_Problem set_
A. In the forum thread on pass-by-value, what semantics does `Data` use to manage the separate object that stores its bytes?
B. Transcribe the stretch of the pass-by-value thread from "[Brent Royal-Gordon]" through "d = Data(count: Int(3e+8))".

[swift-users] Understanding pass-by-value

[Brent Royal-Gordon]

> On Nov 4, 2016, at 5:59 AM, Ryan Lovelett via swift-users <swift-users at swift.org> wrote:
> 
> struct Foo {
>  init(from buffer: Data) {
>     bar = integer(withBytes: Array(buffer[4..<6]))
>     baz = integer(withBytes: Array(buffer[6..<8]))
>     ...
>  }
> 
> let d = Data(count: Int(3e+8))
> let f = Foo(from: d)
> 
> Did I just make two copies of the `Data`? How would I investigate this
> to understand it?

Do you mean, "did I make two copies of the `Data`, one in a top-level variable named `d` and the other in a parameter named `buffer`"?

If so, then answer is "Yes, but…"

A value type like `Data` can't really hold variable-sized data like the bytes in a `Data` object. Instead, the bytes are stored in a separate object, and `Data` manages that with copy-on-write semantics. In other words, there are two copies of the `Data` instance itself, but they share a single copy of the bytes they're storing.

_Dataset extract_
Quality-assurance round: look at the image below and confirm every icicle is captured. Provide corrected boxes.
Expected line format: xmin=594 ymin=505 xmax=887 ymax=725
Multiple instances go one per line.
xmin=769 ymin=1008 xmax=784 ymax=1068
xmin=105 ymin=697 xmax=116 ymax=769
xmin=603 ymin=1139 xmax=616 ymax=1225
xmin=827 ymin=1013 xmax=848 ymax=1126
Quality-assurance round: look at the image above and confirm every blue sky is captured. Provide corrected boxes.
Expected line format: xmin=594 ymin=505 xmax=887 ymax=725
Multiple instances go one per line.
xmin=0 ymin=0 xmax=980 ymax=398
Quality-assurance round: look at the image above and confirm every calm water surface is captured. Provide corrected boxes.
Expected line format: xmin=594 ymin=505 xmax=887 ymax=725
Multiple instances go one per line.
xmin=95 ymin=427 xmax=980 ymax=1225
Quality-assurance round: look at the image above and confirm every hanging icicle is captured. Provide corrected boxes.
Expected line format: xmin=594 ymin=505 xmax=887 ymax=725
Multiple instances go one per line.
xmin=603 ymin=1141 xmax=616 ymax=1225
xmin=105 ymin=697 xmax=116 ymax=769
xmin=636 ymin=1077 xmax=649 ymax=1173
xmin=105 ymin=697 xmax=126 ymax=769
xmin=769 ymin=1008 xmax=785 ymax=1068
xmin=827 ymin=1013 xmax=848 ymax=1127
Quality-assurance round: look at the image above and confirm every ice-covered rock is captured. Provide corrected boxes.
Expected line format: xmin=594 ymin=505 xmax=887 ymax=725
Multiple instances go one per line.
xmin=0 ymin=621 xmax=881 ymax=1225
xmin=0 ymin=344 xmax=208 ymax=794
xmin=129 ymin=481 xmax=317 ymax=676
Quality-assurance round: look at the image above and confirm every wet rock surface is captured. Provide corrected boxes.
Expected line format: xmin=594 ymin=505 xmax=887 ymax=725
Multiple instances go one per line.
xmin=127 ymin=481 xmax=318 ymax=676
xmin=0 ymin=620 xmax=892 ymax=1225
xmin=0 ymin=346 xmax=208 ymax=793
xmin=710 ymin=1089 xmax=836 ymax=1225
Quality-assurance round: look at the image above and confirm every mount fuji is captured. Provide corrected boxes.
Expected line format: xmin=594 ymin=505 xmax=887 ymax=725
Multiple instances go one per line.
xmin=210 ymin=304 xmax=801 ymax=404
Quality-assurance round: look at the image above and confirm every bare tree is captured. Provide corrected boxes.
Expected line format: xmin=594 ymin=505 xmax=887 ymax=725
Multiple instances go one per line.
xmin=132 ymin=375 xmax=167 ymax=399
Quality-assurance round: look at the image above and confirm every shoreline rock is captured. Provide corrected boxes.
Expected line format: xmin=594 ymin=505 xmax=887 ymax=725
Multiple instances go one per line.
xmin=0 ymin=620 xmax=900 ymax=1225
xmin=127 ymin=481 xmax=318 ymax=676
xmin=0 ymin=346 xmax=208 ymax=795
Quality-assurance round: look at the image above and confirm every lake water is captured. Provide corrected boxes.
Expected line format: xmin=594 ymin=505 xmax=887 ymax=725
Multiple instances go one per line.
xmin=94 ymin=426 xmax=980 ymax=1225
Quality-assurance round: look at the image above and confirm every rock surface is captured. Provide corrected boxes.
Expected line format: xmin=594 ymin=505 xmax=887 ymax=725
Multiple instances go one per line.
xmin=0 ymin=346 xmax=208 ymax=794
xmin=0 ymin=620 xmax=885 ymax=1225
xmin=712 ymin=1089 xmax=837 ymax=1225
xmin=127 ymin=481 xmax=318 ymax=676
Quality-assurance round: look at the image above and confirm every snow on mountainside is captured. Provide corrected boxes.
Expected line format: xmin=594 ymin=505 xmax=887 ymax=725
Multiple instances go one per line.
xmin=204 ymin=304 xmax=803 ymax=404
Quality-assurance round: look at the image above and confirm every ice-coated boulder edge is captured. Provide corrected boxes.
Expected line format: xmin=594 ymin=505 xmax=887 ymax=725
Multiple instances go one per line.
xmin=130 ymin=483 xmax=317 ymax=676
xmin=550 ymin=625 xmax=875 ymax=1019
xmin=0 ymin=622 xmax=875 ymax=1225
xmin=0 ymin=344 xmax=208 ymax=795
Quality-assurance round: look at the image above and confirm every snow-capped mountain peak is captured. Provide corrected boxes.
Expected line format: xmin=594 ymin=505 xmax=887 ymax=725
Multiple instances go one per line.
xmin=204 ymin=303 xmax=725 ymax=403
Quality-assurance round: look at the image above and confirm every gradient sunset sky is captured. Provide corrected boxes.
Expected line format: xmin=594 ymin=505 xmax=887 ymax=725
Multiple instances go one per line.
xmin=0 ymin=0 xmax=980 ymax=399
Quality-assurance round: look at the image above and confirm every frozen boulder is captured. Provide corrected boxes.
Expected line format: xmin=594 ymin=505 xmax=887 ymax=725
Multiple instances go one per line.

_Exercise responses_
A. Copy-on-write semantics.

B.
[Brent Royal-Gordon]

> On Nov 4, 2016, at 5:59 AM, Ryan Lovelett via swift-users <swift-users at swift.org> wrote:
> 
> struct Foo {
>  init(from buffer: Data) {
>     bar = integer(withBytes: Array(buffer[4..<6]))
>     baz = integer(withBytes: Array(buffer[6..<8]))
>     ...
>  }
> 
> let d = Data(count: Int(3e+8))